[GIVEN RECORDS]

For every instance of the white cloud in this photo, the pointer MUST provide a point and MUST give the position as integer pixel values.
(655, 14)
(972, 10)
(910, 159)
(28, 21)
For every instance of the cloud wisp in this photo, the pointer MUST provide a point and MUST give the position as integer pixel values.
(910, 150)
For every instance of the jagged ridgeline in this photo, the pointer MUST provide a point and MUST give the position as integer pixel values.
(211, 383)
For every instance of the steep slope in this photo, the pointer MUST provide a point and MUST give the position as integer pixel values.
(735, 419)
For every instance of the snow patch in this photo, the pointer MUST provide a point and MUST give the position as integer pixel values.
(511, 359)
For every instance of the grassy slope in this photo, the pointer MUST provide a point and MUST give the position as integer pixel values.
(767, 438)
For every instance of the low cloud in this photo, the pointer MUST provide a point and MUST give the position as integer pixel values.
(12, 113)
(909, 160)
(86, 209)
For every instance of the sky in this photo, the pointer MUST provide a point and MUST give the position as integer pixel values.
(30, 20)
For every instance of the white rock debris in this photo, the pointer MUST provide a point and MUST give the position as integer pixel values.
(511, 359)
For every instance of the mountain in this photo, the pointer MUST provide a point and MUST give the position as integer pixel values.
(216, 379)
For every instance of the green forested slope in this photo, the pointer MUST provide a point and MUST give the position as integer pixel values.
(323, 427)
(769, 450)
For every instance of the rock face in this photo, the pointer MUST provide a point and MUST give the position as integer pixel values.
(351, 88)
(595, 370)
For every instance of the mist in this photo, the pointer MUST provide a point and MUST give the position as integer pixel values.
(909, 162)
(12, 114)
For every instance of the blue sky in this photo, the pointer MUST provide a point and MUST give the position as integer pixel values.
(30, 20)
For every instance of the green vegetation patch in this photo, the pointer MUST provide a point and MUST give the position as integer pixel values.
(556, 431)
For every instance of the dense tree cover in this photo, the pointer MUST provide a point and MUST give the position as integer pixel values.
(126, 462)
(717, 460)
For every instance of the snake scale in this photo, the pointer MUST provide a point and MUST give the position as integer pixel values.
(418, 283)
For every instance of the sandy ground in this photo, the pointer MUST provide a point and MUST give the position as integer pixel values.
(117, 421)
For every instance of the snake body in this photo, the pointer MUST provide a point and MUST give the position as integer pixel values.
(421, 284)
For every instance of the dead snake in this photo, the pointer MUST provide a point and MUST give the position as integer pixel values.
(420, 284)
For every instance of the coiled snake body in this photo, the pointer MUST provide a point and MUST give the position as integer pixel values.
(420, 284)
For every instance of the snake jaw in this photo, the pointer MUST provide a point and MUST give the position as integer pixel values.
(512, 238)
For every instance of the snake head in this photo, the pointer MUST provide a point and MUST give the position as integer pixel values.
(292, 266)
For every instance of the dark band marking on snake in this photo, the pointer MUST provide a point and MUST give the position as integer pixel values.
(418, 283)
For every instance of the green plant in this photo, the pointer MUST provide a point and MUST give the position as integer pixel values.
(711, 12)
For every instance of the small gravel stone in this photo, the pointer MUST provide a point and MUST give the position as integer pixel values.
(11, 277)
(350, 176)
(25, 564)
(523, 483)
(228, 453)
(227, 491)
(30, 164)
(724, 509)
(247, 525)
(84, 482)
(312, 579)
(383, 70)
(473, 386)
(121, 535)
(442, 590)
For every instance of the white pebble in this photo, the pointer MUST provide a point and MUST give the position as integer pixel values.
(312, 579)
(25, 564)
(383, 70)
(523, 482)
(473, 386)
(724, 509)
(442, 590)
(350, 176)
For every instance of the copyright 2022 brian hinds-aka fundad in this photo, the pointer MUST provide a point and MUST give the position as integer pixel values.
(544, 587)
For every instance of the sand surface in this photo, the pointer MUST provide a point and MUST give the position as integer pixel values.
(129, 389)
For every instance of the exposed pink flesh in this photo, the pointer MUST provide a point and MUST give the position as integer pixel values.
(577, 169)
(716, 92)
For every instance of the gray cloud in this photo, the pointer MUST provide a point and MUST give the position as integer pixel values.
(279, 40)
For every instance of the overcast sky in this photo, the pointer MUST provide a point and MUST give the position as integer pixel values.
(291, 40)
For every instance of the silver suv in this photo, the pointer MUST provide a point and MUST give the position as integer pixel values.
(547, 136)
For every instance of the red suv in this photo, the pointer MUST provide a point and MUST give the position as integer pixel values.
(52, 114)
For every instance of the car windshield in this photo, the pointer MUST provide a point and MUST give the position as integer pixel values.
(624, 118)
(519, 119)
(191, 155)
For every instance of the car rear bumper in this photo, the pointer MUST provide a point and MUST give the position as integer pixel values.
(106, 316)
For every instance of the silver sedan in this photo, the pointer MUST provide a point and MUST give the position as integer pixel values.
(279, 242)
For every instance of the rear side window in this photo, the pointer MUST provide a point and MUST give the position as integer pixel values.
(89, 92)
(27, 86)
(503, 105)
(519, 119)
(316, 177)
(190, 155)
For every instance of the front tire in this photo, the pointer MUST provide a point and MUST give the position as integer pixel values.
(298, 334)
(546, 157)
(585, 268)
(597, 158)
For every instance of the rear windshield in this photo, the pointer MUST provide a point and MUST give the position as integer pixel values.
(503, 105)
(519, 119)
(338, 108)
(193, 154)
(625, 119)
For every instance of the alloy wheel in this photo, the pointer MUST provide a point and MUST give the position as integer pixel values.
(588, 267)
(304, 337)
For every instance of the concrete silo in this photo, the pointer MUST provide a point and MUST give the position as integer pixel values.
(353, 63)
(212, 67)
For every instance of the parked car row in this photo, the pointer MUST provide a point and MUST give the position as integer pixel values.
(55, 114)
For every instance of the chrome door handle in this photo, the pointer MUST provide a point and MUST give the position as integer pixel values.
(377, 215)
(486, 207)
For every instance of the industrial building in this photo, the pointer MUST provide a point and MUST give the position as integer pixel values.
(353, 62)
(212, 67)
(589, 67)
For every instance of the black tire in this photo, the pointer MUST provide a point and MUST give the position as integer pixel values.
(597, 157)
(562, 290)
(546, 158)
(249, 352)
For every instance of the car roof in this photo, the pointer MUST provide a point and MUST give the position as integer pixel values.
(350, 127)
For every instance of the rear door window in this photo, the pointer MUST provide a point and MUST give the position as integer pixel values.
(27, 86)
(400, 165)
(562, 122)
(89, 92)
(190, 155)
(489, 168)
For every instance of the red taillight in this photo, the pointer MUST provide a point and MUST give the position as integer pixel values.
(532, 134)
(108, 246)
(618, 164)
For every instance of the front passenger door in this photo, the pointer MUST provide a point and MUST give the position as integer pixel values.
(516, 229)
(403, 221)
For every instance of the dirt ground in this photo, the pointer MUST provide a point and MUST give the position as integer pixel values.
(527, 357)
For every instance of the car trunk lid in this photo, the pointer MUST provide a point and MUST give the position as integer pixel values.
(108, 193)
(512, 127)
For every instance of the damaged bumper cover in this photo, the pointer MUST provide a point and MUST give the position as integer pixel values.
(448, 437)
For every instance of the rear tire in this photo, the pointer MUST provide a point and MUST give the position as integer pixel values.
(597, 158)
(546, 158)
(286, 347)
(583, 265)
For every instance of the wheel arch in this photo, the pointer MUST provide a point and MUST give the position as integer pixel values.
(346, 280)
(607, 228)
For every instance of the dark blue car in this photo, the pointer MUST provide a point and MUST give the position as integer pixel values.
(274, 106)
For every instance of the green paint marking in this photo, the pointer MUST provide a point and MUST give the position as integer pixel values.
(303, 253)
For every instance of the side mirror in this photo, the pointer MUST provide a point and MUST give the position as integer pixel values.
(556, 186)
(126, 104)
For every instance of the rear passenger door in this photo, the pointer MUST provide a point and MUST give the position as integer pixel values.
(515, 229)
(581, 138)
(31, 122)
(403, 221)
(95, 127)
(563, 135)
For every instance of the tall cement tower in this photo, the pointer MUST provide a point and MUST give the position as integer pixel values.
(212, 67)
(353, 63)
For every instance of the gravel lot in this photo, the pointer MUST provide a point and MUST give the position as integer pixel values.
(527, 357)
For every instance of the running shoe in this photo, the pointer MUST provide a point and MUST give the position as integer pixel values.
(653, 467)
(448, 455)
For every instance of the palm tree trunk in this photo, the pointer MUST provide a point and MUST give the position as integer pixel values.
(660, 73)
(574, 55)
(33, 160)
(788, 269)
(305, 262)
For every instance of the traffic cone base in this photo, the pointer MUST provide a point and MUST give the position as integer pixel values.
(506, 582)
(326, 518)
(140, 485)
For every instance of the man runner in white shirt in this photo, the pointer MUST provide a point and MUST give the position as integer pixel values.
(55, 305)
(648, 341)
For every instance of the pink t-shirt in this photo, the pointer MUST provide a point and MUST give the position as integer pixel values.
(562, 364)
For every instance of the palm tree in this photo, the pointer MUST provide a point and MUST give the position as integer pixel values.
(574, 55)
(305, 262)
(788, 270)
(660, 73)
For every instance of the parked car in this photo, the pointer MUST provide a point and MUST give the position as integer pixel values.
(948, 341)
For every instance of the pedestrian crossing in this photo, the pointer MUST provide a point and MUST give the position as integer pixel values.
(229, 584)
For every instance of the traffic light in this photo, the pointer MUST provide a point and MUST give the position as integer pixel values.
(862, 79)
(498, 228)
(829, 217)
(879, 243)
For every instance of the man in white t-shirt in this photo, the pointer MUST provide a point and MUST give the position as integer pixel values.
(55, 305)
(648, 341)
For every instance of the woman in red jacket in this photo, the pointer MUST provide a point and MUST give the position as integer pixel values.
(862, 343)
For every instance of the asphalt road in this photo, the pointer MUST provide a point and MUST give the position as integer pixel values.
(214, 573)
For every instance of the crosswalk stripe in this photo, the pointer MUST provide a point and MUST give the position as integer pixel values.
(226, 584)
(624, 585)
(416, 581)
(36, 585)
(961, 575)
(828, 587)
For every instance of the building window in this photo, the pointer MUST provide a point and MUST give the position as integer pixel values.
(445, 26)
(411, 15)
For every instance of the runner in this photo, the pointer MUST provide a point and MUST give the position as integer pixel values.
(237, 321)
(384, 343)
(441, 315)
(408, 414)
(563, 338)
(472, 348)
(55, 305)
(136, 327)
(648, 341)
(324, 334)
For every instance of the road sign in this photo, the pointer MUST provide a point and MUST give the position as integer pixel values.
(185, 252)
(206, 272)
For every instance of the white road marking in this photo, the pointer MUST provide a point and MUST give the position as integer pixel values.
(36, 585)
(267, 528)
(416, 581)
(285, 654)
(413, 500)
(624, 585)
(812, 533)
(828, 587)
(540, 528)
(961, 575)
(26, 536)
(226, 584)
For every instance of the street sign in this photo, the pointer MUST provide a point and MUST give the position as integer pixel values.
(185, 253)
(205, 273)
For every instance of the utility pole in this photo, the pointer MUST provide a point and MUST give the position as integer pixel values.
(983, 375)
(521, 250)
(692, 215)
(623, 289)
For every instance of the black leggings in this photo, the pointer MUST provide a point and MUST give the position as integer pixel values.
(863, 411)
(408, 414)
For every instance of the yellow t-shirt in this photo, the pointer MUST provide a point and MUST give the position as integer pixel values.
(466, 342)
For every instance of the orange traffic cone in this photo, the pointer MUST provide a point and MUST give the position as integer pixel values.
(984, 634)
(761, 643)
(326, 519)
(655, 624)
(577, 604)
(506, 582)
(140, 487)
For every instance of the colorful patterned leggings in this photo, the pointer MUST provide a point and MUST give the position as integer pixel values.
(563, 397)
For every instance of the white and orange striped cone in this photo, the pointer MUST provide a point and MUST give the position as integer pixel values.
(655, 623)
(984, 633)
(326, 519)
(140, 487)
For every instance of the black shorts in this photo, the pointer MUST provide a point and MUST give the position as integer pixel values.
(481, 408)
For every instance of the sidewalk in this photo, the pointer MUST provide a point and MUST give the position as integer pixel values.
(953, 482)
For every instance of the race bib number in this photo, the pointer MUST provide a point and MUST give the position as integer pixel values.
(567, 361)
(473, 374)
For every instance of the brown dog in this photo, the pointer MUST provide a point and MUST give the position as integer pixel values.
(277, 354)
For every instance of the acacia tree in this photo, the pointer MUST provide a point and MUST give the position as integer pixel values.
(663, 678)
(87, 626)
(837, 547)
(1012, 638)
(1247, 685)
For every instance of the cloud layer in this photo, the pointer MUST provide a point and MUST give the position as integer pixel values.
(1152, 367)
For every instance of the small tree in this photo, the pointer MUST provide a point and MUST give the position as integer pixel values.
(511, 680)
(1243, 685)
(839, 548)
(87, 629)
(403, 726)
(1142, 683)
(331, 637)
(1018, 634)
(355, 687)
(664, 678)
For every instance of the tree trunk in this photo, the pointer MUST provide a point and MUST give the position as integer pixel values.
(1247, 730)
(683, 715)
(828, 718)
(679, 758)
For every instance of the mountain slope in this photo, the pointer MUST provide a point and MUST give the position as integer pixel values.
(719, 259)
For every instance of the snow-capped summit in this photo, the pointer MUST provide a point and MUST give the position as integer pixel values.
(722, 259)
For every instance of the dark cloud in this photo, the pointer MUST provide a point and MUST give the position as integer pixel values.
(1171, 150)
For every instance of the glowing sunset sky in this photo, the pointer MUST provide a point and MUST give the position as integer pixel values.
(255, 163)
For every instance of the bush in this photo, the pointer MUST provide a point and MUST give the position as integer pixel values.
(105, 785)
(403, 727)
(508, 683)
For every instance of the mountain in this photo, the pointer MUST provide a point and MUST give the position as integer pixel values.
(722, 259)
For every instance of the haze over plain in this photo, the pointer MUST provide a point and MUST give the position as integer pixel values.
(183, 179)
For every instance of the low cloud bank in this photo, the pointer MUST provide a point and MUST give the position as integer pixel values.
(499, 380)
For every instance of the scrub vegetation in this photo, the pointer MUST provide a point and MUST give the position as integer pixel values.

[/GIVEN RECORDS]

▶ **WORK TO COMPLETE**
Write out, word for word, the line that contains "For every instance of the bush" and every line after it through the last line of the listing.

▶ **SOLUTION TO THE PROBLEM**
For every instance of the bush in this photo, the pointer MUST provide a point and MUST give the position as integer pixel values.
(105, 785)
(403, 727)
(508, 683)
For every instance of the mountain in this photo, the pointer MUST provide a point and MUST give the position as integer pixel values.
(722, 259)
For every instance of the haze over plain in this photo, the pointer MUST provide a point and MUST give the position as integer pixel values.
(183, 179)
For every instance of the low cloud bank in this photo, the pointer MUST provide a point and MUST give the position as integer pixel values.
(499, 380)
For every instance of the scrub vegetation in this photo, the pointer MUST provide a point and MUST give the position as integer pixel values.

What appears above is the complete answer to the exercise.